> [Problem A] Rewrite the OCD and anorexia story between "It’s Not About" and "it satisfied me.", inclusive, changing "light switch" to "wall switch".
> [Problem B] In two sentences, summarize the story about OCD and anorexia.
> [Problem C] Pick up the story about OCD and anorexia after its last sentence and keep writing.

> [Extract]
It’s Not About the Panini: A Story About OCD and Anorexia
Turning the lights on and off became an ordeal as every room’s light switch hypnotized me into gliding my fingers across it, pressing my fingertips against the smooth plastic until it satisfied me.
A similar undertaking occurred with door knobs. I felt the intense need to wrap my hands tightly around the knob, releasing it and then grasping it again. I did this until the tightness in my stomach dissolved, until I felt calm enough to walk away.
Around the same time, intrusive thoughts infiltrated my mind. They began as the mispronunciation of words in my inner dialogue, mispronunciations that I could not correct. I used all of my force to edit the articulation of vowels and consonants in my mind, mouthing the words to myself over and over, but I often failed. My own mind had banned me from controlling my thoughts.
My intrusive thoughts soon escalated into repulsive images. While on vacation in New York City I envisioned myself jumping in front of subway trains. At school, I pictured myself screaming profanities in the middle of conversations with friends. At home, I grew terrified of snapping in the middle of the night and murdering my family.

> [Available data]
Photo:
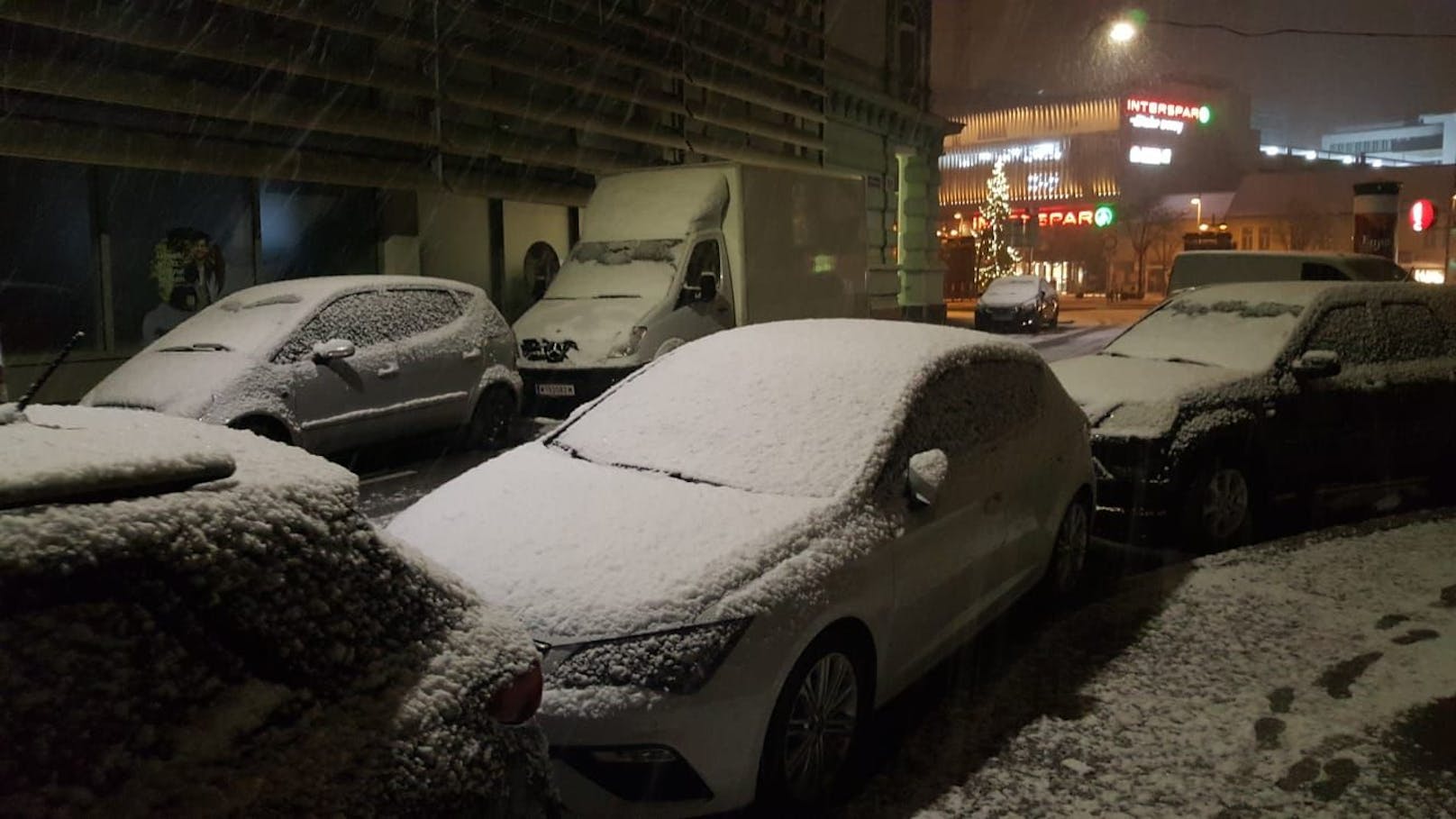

> [Your response A]
It’s Not About the Panini: A Story About OCD and Anorexia
Turning the lights on and off became an ordeal as every room’s wall switch hypnotized me into gliding my fingers across it, pressing my fingertips against the smooth plastic until it satisfied me.

> [Your response B] Touching light switches and gripping door knobs turned into rituals that continued until the narrator felt calm. Intrusive thoughts began as mispronounced words the narrator could not correct and then escalated into disturbing images of jumping before subway trains, shouting profanities among friends and murdering family members.

> [Your response C]
I convinced myself that I was “insane” and that no one else experienced “crazy” thoughts like mine. I went to great lengths to prevent them from coming to fruition, telling my mom that I was having nightmares so that I could sleep with her every night for three years. I also developed a skin picking disorder, which caused me to spend hours picking at my hairline until it was covered in fresh blood and scabs. I was terrified of myself, but I swore myself to secrecy. The last thing I wanted was to end up in a mental asylum. If only someone would have told me that my intrusive thoughts and compulsions were not a sign of psychopathy, but rather a nasty flavor of OCD.
Upon entering my sophomore year of high school, the majority of my most distressing OCD symptoms mutated when a new monster entered my life.
This monster made its official entrance in December 2008 when my family and I spent the winter break in New York City, which had become a holiday tradition of sorts. My previous holidays in the Big Apple had been spent agonizing over what I believed to be my impending suicide by subway train, but that year I had different concerns. I spent every waking and sleeping moment dreaming about food, planning what to eat, when to eat and how much to eat, but I did very little eating.